- **Exercises**:
A – In the excerpt on verifying AI legal research, who discovered the fictional cases in Mata v. Avianca?
B – Repeat the excerpt on AI legal research word for word, from "What we deploy" to "structured verification discipline.".

Lexis Shepard's — Equivalent for Lexis users.
Casetext — Includes treatment analysis.
Google Scholar — Free basic citation lookup.
Specialized verification tools — Some AI platforms now include built-in verification with confidence scoring.
The supervisor's role
For supervising attorneys reviewing junior associates' AI-assisted work:
- Verify the junior attorney actually performed verification (not just claimed to)
- Spot-check 2-3 citations independently
- Read at least one case fully to confirm the synthesis
- Sign off only after verification confidence
Documenting verification
For each AI-assisted research project, document:
- Which AI tool was used
- What query was run
- Which citations were verified (and by whom)
- Any citations that failed verification (and what replaced them)
- Date of verification
- Client files
- Malpractice insurance compliance
- Internal compliance audit
- Bar discipline defense if questioned
Patterns that cause hallucination
AI is more likely to hallucinate when:
- Asked about very recent cases (within 30 days)
- Asked about specific jurisdictions that have less data
- Asked about niche practice areas
- Pushed for specificity it doesn't have
- Asked leading questions that suggest a desired outcome
When verification fails
If verification reveals a hallucinated citation:
- Stop using that proposition unless you can independently support it
- Document the hallucination as a tool issue
- Continue verifying — one hallucination often signals more in the same output
- Consider whether the tool is appropriate for your use case
The Mata v. Avianca lessons
From the actual case:
- AI generated citations that didn't exist. The lawyers used ChatGPT for research and didn't verify.
- Lawyers signed and filed the brief anyway. ABA Rule 11 obligates lawyers to certify the truth of submissions.
- Opposing counsel discovered the issue. The fictional cases were caught by adversaries, not the filing attorneys.
- Court sanctioned the attorneys. Sanctions, public embarrassment, professional consequences.
- The case became precedent for AI verification standards. Cited in subsequent ethics opinions and bar guidance.
What we deploy
For firms working with us on AI verification:
- Verification workflow integrated with research process
- Attorney training on the four-step verification
- Documentation framework for verification records
- Supervisory review process
- Quarterly compliance audit of AI-assisted work
Bottom line
AI hallucinates. Sometimes obviously (entire fictional cases), sometimes subtly (correct case, wrong proposition). The four-step verification workflow catches both.
The time cost of verification is real but manageable. The cost of not verifying is career-ending. Every firm and every attorney using AI for legal work needs structured verification discipline.
This isn't a "nice to have." It's the operating manual for AI-assisted legal practice in 2026. Build it into your workflow, train your staff on it, supervise its application, document its execution. The Mata v. Avianca lesson is the discipline that prevents the next Mata v. Avianca.
Frequently asked questions
What happened in Mata v. Avianca?
Attorneys used ChatGPT for legal research, filed a brief citing six fictional cases AI generated, and were sanctioned. The case is the standard cautionary tale for AI use without verification.

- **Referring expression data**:
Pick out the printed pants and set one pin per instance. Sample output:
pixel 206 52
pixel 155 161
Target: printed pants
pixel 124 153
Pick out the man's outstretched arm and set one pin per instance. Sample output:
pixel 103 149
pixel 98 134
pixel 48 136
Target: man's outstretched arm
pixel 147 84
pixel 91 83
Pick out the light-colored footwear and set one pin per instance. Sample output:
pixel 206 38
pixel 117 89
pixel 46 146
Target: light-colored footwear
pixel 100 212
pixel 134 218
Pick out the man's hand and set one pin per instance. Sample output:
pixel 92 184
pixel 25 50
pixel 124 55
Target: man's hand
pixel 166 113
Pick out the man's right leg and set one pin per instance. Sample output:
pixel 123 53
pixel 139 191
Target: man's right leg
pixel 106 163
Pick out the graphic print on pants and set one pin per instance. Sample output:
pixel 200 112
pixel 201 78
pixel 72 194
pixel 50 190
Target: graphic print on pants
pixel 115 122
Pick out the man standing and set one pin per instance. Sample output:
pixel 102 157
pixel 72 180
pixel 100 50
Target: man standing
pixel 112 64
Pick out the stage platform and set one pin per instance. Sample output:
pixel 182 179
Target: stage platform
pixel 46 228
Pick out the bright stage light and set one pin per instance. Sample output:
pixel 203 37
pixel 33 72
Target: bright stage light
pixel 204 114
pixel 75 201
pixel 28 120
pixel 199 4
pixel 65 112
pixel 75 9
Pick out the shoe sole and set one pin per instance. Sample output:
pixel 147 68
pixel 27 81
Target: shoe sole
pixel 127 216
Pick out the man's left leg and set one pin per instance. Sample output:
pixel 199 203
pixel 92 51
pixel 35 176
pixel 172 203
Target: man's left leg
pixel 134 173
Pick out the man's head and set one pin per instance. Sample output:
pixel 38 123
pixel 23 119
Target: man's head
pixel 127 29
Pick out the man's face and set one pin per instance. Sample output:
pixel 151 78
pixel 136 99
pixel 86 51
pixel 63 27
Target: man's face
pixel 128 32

- **Answers in order**:
A – Opposing counsel discovered them. The adversaries caught the fictional cases, not the filing attorneys.

B –
What we deploy
For firms working with us on AI verification:
- Verification workflow integrated with research process
- Attorney training on the four-step verification
- Documentation framework for verification records
- Supervisory review process
- Quarterly compliance audit of AI-assisted work
Bottom line
AI hallucinates. Sometimes obviously (entire fictional cases), sometimes subtly (correct case, wrong proposition). The four-step verification workflow catches both.
The time cost of verification is real but manageable. The cost of not verifying is career-ending. Every firm and every attorney using AI for legal work needs structured verification discipline.